Source material:
_ _ _ _ _

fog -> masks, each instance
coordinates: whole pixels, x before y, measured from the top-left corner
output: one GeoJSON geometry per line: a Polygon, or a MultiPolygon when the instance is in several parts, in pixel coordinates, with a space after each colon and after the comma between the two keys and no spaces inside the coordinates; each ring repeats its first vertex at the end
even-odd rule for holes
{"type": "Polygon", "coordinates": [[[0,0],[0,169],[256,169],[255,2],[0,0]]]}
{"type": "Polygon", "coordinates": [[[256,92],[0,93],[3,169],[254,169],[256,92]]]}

_ _ _ _ _

Given problem: Please put the rows above into a two-column CSV headed text and answer, one line per row, with each value in a double-quoted field and its line breaks replaced by spaces.

Exercise response:
text,answer
"fog -> masks, each instance coordinates: whole pixels, x before y, measured from the top-left corner output: one GeoJSON geometry per line: a Polygon, or a MultiPolygon when the instance is in several parts, in pixel coordinates, with a space after each colon and after the comma between the two keys and no spaces inside the coordinates; each ring repeats its first vertex at the end even-odd rule for holes","{""type"": ""Polygon"", ""coordinates"": [[[0,0],[0,169],[256,169],[255,2],[0,0]]]} {""type"": ""Polygon"", ""coordinates"": [[[256,92],[0,93],[3,169],[254,169],[256,92]]]}"